### Righe di dati di annotazione dei riquadri
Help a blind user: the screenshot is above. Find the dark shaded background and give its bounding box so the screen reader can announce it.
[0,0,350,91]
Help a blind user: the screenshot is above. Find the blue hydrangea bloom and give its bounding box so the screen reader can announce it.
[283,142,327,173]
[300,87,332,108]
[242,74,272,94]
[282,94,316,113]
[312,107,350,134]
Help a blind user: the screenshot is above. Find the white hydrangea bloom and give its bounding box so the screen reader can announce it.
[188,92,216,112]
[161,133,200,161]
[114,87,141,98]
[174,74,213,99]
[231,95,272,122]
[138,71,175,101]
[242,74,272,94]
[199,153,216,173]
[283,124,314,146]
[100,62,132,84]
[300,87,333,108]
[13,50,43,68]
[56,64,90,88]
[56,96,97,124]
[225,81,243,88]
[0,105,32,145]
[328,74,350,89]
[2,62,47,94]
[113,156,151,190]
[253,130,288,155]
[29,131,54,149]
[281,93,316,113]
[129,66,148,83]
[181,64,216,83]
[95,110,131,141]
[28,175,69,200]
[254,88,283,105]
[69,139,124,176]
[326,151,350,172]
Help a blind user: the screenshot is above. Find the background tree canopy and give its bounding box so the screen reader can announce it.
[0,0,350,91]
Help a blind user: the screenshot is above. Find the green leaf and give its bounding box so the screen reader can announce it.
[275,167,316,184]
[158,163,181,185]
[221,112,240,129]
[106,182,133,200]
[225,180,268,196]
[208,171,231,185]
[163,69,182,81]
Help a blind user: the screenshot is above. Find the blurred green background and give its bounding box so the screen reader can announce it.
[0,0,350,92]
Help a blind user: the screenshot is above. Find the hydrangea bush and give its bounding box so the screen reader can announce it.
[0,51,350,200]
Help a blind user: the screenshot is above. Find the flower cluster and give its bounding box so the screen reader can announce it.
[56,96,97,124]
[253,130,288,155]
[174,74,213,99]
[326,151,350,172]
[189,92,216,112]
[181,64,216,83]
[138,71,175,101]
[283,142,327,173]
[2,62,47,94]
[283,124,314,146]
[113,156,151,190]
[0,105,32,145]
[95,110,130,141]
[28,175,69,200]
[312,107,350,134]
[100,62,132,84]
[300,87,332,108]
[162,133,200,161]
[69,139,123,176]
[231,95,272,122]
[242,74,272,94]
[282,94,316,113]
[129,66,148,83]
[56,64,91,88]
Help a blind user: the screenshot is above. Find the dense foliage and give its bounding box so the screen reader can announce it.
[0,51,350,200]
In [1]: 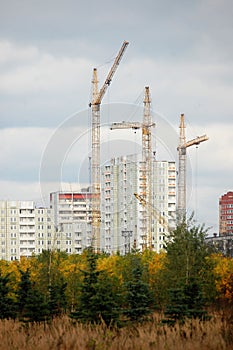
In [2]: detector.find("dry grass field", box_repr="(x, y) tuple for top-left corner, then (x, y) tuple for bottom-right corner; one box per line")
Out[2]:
(0, 316), (233, 350)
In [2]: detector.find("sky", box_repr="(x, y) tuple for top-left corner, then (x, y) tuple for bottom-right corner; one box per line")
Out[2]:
(0, 0), (233, 234)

### Consegna
Per favore, elenca tutte le righe delle voci qui sopra che contengono la stringa "corner". Maiuscole e minuscole contano.

### In risposta
In [2]: detector.find("dry grass field", box_repr="(x, y) tuple for top-left corner, then (x, y) tuple for bottom-right corner; one box per line")
In [2]: detector.find("sky", box_repr="(x, y) tuple for top-left corner, then (x, y) tuple for bottom-right corner; one box per line")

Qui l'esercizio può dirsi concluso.